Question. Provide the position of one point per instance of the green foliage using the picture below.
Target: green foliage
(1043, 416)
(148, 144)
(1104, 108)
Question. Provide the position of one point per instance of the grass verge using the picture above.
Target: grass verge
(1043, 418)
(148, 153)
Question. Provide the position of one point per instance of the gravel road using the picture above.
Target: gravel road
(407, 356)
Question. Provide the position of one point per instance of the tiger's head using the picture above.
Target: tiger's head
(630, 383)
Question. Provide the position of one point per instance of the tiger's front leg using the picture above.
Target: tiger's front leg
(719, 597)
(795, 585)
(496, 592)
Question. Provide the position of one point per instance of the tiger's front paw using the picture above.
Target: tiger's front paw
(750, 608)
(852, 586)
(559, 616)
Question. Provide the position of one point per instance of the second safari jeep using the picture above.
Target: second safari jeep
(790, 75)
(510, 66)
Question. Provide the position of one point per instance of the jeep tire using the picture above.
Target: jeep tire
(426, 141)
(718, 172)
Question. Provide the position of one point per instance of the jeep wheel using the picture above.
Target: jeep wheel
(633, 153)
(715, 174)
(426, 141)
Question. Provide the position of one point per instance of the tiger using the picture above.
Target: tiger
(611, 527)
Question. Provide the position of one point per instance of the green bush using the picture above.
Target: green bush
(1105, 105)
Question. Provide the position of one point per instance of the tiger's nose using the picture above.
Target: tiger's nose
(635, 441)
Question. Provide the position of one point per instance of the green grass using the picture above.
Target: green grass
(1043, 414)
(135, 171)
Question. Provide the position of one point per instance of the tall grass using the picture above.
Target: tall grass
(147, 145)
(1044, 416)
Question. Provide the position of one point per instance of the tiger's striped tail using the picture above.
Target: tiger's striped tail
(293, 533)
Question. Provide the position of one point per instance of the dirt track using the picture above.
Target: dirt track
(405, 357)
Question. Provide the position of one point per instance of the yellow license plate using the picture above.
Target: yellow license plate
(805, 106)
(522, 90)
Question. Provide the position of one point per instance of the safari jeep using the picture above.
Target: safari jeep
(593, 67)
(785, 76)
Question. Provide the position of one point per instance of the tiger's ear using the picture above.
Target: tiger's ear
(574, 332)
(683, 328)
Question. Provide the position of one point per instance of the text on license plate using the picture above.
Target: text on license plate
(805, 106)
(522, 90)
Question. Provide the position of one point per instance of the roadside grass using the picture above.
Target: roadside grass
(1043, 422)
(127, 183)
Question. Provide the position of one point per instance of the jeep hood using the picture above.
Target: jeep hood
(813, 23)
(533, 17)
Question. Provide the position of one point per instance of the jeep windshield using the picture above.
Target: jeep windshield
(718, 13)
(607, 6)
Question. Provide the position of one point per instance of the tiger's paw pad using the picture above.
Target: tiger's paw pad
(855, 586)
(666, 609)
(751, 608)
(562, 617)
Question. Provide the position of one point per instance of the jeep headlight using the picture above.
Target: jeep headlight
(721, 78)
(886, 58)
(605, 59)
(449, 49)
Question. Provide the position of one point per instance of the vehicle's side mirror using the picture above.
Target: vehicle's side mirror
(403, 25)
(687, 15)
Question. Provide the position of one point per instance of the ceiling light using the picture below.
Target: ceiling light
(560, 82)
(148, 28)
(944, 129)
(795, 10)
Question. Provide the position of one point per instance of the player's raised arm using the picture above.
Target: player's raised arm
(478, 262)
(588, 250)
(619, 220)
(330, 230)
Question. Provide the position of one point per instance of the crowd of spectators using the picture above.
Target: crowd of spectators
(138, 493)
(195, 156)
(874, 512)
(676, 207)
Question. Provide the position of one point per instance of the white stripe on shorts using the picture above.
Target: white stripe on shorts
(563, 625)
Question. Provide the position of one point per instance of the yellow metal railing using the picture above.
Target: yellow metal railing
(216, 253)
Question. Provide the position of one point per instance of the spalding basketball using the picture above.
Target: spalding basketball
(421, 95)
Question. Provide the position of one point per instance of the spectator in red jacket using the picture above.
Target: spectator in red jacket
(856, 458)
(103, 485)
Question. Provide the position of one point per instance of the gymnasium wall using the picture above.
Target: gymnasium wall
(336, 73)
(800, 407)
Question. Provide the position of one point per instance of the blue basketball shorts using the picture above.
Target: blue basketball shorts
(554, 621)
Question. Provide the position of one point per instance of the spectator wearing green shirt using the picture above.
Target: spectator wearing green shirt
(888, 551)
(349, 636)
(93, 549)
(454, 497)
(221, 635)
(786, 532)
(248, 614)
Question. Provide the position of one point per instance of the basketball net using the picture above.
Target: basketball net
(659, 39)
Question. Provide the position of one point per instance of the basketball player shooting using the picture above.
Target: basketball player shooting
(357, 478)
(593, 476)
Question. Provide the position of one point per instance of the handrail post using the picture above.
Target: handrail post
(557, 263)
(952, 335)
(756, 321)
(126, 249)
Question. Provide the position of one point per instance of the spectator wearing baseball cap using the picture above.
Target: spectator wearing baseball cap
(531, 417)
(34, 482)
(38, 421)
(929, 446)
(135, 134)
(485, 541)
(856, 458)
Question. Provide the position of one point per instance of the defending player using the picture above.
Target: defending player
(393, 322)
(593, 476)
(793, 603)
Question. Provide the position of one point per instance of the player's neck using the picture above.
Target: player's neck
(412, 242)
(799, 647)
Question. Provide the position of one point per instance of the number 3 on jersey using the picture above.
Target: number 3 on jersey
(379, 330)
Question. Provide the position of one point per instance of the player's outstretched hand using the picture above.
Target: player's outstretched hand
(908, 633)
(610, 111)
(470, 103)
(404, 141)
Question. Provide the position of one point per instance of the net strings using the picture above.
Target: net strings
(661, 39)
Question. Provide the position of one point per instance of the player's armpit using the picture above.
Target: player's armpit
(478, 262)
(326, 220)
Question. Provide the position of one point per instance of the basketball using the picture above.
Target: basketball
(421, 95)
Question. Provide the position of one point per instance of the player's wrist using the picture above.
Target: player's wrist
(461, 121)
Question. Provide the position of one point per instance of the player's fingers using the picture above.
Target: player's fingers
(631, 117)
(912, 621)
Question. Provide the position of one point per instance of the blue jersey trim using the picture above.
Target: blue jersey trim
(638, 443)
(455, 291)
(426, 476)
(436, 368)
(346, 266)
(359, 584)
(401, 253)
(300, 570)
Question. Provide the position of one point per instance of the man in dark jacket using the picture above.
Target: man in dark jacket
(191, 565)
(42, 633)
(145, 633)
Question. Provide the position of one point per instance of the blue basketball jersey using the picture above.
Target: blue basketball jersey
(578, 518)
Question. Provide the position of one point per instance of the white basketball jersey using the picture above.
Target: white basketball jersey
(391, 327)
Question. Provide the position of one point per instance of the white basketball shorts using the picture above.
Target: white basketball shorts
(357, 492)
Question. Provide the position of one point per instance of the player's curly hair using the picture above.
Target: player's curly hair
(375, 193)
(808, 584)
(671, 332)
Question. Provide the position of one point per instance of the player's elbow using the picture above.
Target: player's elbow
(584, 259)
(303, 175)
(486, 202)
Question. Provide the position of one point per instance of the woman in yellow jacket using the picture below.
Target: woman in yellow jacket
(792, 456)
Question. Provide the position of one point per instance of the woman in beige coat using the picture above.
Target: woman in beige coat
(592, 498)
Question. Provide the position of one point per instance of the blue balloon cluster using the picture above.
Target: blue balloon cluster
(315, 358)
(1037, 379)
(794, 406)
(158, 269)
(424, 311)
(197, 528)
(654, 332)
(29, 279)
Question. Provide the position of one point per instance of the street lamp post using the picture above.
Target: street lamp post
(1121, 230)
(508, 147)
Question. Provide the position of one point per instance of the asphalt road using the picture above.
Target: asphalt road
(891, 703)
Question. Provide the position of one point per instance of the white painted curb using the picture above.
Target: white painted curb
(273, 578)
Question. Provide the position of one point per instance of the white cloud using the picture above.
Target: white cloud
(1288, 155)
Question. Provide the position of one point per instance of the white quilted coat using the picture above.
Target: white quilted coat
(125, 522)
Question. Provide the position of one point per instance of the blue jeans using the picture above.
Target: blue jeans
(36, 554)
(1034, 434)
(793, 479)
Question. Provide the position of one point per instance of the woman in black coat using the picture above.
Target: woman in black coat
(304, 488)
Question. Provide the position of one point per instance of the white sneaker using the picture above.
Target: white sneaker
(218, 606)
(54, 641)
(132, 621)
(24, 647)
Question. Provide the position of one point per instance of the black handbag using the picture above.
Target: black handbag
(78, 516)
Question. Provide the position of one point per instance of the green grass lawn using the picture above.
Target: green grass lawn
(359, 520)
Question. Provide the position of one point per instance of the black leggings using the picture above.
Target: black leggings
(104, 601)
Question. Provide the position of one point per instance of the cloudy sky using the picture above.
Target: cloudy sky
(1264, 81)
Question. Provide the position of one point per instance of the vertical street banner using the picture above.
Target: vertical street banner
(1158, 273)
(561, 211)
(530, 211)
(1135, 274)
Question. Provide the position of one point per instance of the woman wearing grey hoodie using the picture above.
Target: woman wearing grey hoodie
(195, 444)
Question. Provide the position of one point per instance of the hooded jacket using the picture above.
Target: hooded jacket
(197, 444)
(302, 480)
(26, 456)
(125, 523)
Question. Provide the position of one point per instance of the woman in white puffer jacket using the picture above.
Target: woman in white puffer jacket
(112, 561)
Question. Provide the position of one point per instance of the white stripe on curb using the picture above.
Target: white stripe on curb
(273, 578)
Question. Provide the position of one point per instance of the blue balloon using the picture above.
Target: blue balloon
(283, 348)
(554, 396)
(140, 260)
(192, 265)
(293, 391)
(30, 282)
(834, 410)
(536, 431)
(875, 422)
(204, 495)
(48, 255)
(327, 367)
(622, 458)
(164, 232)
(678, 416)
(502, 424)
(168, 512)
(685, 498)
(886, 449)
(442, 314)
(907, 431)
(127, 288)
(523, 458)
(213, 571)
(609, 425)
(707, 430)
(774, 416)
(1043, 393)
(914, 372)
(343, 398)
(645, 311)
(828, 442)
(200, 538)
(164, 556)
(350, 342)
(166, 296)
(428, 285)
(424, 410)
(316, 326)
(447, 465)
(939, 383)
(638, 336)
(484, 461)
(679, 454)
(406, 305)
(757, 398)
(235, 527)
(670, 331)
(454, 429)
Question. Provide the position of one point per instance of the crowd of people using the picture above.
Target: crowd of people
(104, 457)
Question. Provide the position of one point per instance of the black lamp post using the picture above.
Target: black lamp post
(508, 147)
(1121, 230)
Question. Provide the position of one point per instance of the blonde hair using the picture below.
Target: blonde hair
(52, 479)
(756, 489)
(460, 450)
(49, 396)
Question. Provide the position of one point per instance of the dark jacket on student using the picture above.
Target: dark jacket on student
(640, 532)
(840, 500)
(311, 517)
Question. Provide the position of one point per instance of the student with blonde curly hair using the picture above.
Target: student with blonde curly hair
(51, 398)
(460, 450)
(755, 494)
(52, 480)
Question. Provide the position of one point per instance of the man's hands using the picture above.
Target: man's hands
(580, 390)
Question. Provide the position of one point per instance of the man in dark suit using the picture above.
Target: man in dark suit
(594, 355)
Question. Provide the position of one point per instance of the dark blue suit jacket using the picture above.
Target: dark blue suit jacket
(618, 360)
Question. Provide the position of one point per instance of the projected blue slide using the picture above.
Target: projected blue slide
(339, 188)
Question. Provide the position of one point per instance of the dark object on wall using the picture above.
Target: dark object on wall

Exercise:
Put the records into a numbered list, starting with the line that contains "blonde curly hair using the picture above." and running through the end of the records, and leave out any blank lines.

Exercise output:
1. Question. Provide the position of one point per instance of the student with blonde curly hair using the picture above.
2. Target: student with blonde curly hair
3. (51, 398)
4. (460, 450)
5. (755, 494)
6. (52, 480)
7. Question. Provide the position of one point per instance of the man's hands using the picture above.
8. Target: man's hands
9. (580, 390)
10. Question. Provide the position of one point per instance of the man in dark suit using the picture above.
11. Target: man in dark suit
12. (594, 355)
13. Question. Provide the position of one point per instance of the dark blue suit jacket using the picture above.
14. Target: dark blue suit jacket
15. (618, 360)
16. Question. Provide the position of one point per instance of the projected blue slide using the picture above.
17. Target: projected blue slide
18. (339, 188)
19. Question. Provide the position of one point per instance of the dark object on wall using the picture above.
20. Target: dark object on wall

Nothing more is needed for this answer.